### REQUIRED ACTION
From the entries, copy every line that carries the string "shadow".

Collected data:
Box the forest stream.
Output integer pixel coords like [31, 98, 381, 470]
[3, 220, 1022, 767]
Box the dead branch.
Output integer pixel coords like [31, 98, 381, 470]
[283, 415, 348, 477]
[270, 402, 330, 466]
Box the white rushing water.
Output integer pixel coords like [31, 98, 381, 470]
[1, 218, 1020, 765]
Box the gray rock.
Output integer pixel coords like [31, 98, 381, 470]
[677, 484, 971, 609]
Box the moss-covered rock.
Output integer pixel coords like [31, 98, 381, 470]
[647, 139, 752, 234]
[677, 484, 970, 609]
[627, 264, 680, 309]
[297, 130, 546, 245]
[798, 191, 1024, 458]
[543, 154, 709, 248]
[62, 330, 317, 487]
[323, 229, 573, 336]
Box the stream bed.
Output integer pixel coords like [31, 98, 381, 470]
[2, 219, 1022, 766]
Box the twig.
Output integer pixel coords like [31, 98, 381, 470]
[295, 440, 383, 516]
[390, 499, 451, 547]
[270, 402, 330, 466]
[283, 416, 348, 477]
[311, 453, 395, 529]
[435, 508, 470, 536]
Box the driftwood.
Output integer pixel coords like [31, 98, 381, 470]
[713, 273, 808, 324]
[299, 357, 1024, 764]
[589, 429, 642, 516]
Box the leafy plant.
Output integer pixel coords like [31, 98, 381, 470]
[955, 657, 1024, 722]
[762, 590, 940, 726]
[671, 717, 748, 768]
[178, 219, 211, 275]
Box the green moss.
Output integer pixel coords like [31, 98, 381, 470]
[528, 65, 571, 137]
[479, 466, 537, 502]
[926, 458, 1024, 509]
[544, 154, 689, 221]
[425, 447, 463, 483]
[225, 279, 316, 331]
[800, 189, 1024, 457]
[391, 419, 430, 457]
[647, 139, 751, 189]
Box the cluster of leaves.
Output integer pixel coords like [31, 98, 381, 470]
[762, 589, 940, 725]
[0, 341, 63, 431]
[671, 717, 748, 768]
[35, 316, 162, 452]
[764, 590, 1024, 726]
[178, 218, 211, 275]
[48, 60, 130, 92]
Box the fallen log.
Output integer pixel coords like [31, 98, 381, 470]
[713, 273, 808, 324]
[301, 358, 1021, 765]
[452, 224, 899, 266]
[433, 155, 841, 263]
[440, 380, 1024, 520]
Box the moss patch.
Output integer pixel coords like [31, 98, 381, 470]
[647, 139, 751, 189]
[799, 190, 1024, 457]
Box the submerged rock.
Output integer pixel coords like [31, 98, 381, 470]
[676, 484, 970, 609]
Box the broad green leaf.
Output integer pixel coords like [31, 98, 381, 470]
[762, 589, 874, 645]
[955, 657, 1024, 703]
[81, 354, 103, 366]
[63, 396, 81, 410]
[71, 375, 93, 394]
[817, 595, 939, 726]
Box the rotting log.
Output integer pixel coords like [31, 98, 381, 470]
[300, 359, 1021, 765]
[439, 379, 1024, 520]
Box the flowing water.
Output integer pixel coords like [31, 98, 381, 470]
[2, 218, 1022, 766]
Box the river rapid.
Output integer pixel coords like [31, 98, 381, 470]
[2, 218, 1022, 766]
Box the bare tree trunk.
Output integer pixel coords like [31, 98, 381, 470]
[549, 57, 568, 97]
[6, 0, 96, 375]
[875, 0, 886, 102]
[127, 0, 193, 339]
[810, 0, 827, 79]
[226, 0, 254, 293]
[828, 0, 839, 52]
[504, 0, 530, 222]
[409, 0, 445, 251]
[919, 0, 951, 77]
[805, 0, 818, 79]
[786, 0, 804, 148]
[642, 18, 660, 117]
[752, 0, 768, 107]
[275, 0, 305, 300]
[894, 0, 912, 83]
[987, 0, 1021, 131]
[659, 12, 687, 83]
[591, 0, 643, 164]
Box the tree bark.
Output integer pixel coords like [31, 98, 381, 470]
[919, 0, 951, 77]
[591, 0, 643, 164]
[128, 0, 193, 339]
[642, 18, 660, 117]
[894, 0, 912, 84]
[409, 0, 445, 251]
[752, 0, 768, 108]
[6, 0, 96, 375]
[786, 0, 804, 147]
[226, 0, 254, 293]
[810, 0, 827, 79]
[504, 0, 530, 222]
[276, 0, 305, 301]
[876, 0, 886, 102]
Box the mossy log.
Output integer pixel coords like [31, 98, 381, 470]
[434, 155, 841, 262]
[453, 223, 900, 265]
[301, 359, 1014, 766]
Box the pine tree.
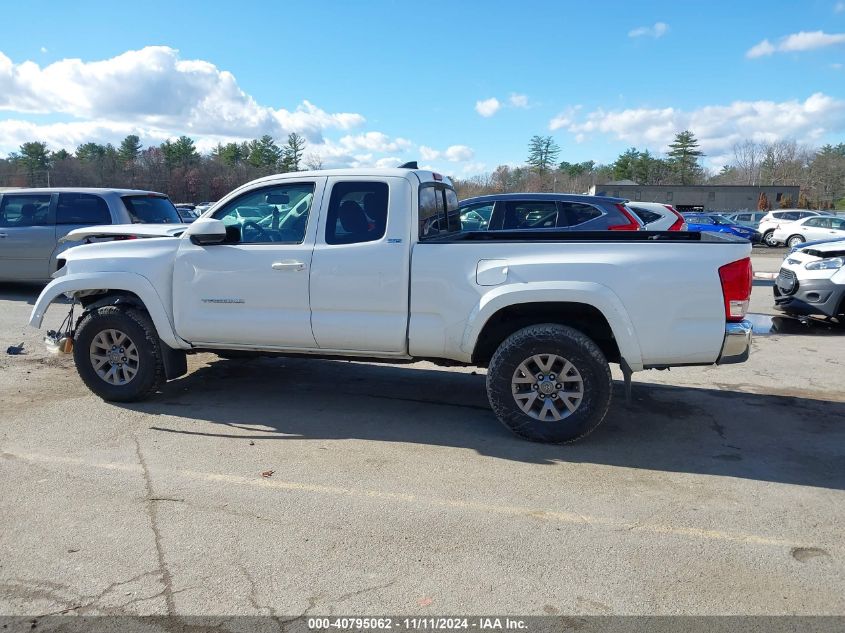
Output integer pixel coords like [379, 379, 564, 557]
[527, 136, 561, 173]
[281, 133, 306, 171]
[247, 135, 283, 169]
[779, 194, 794, 209]
[667, 130, 704, 185]
[117, 135, 142, 165]
[757, 192, 770, 211]
[14, 142, 51, 186]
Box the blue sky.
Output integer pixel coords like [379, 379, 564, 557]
[0, 0, 844, 175]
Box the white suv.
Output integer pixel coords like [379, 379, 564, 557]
[758, 209, 824, 247]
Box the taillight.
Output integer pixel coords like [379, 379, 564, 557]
[664, 205, 687, 231]
[609, 204, 642, 231]
[718, 258, 752, 322]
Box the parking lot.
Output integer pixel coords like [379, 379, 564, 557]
[0, 248, 843, 623]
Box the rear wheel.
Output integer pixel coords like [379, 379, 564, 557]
[486, 324, 612, 443]
[73, 306, 164, 402]
[787, 234, 805, 248]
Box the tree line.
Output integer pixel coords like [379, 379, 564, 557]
[0, 132, 315, 203]
[452, 132, 845, 210]
[2, 128, 844, 210]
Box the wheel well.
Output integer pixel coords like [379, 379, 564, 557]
[472, 302, 620, 366]
[77, 289, 147, 312]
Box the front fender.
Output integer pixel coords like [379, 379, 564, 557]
[29, 271, 189, 350]
[461, 281, 644, 371]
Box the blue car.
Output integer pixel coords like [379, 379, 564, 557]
[682, 213, 760, 242]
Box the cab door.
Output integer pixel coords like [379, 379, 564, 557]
[172, 178, 326, 348]
[309, 177, 412, 353]
[0, 193, 56, 280]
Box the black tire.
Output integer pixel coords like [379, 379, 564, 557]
[486, 324, 612, 443]
[73, 306, 164, 402]
[787, 234, 805, 248]
[762, 230, 778, 247]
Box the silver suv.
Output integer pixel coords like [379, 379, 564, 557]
[0, 188, 183, 282]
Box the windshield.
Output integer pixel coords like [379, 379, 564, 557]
[122, 195, 182, 224]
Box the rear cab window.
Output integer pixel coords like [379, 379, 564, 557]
[122, 195, 181, 224]
[418, 183, 460, 240]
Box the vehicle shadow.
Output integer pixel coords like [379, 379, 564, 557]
[0, 282, 46, 306]
[126, 356, 845, 490]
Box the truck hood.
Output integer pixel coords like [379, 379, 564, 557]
[59, 223, 188, 243]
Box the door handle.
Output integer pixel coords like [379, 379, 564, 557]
[272, 260, 306, 272]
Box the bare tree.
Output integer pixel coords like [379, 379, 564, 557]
[732, 140, 762, 185]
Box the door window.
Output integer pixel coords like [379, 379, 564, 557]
[57, 193, 111, 225]
[803, 218, 822, 228]
[325, 182, 388, 245]
[501, 201, 559, 229]
[0, 194, 52, 227]
[460, 202, 494, 230]
[213, 183, 315, 244]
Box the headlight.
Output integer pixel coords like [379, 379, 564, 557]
[805, 257, 845, 270]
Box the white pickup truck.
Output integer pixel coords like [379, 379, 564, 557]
[30, 167, 753, 443]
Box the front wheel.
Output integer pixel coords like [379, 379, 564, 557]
[787, 234, 805, 248]
[73, 306, 164, 402]
[763, 230, 779, 247]
[486, 324, 612, 443]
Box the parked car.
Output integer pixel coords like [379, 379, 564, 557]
[458, 193, 643, 232]
[770, 215, 845, 249]
[30, 167, 752, 444]
[628, 202, 687, 231]
[682, 213, 759, 242]
[723, 211, 767, 229]
[174, 204, 199, 223]
[757, 209, 824, 247]
[0, 188, 184, 281]
[194, 201, 217, 214]
[774, 238, 845, 318]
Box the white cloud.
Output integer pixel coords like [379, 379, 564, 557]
[444, 145, 474, 162]
[509, 93, 529, 108]
[475, 97, 501, 117]
[419, 145, 441, 161]
[39, 47, 48, 54]
[338, 131, 411, 153]
[549, 106, 582, 131]
[747, 31, 845, 58]
[836, 2, 845, 13]
[560, 93, 845, 166]
[832, 62, 844, 69]
[628, 22, 669, 38]
[0, 46, 367, 154]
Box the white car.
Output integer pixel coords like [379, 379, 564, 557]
[628, 202, 687, 231]
[758, 209, 824, 247]
[771, 215, 845, 249]
[29, 166, 752, 444]
[774, 238, 845, 318]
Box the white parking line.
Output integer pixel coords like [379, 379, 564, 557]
[7, 450, 805, 549]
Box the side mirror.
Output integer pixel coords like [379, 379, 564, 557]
[186, 217, 227, 245]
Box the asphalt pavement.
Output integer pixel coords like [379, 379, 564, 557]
[1, 249, 843, 627]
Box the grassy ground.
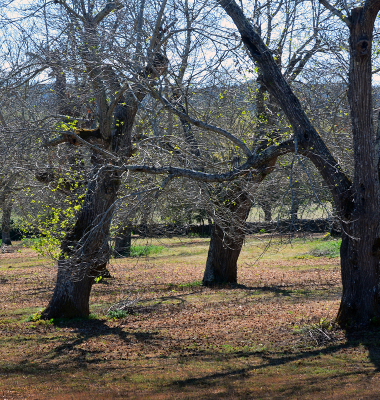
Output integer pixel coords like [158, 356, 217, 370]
[1, 235, 380, 399]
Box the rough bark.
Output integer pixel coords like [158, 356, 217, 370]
[42, 163, 120, 319]
[336, 6, 380, 326]
[203, 189, 251, 285]
[41, 1, 170, 319]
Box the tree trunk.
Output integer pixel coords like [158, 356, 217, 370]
[114, 226, 132, 257]
[290, 198, 299, 223]
[218, 0, 380, 326]
[336, 7, 380, 326]
[1, 198, 12, 246]
[42, 163, 120, 319]
[261, 202, 272, 222]
[203, 189, 251, 285]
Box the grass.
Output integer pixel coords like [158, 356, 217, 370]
[1, 235, 380, 399]
[309, 239, 341, 258]
[129, 244, 164, 257]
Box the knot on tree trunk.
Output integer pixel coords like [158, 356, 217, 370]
[356, 39, 370, 57]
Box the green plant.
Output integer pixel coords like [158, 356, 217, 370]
[187, 232, 200, 238]
[309, 239, 341, 258]
[178, 280, 203, 289]
[130, 245, 164, 257]
[26, 310, 42, 322]
[107, 309, 131, 320]
[259, 228, 266, 234]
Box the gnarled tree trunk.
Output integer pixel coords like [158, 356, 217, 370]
[42, 163, 120, 319]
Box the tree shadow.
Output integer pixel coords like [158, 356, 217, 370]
[345, 326, 380, 371]
[168, 326, 380, 398]
[0, 318, 164, 376]
[219, 283, 341, 301]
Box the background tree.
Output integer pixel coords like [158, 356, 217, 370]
[199, 0, 334, 285]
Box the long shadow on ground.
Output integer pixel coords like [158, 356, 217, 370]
[169, 326, 380, 399]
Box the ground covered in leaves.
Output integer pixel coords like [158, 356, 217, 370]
[1, 235, 380, 399]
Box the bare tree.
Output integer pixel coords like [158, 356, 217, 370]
[200, 0, 331, 285]
[215, 0, 380, 327]
[3, 0, 287, 319]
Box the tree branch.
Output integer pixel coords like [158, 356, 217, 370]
[44, 130, 118, 161]
[218, 0, 352, 212]
[54, 1, 85, 22]
[93, 1, 124, 25]
[319, 0, 351, 27]
[148, 87, 253, 157]
[121, 139, 294, 182]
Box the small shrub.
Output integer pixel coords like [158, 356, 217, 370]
[187, 232, 200, 238]
[26, 310, 42, 322]
[294, 318, 335, 346]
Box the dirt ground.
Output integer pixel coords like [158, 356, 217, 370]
[1, 236, 380, 399]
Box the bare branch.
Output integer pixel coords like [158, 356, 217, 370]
[121, 139, 294, 182]
[148, 87, 253, 157]
[54, 1, 85, 22]
[318, 0, 351, 27]
[44, 131, 119, 161]
[93, 1, 124, 25]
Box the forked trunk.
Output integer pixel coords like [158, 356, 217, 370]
[42, 163, 120, 319]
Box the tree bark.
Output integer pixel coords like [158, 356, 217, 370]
[40, 2, 169, 319]
[218, 0, 380, 326]
[42, 163, 120, 319]
[203, 189, 251, 285]
[290, 198, 299, 223]
[336, 6, 380, 326]
[1, 198, 12, 246]
[262, 202, 272, 222]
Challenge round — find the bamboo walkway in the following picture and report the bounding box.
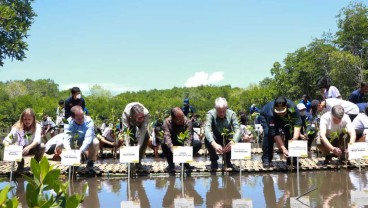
[0,148,367,177]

### COMPLETED EXERCISE
Box the vehicle shadow.
Box the tree shadow.
Box the long shadow on ground.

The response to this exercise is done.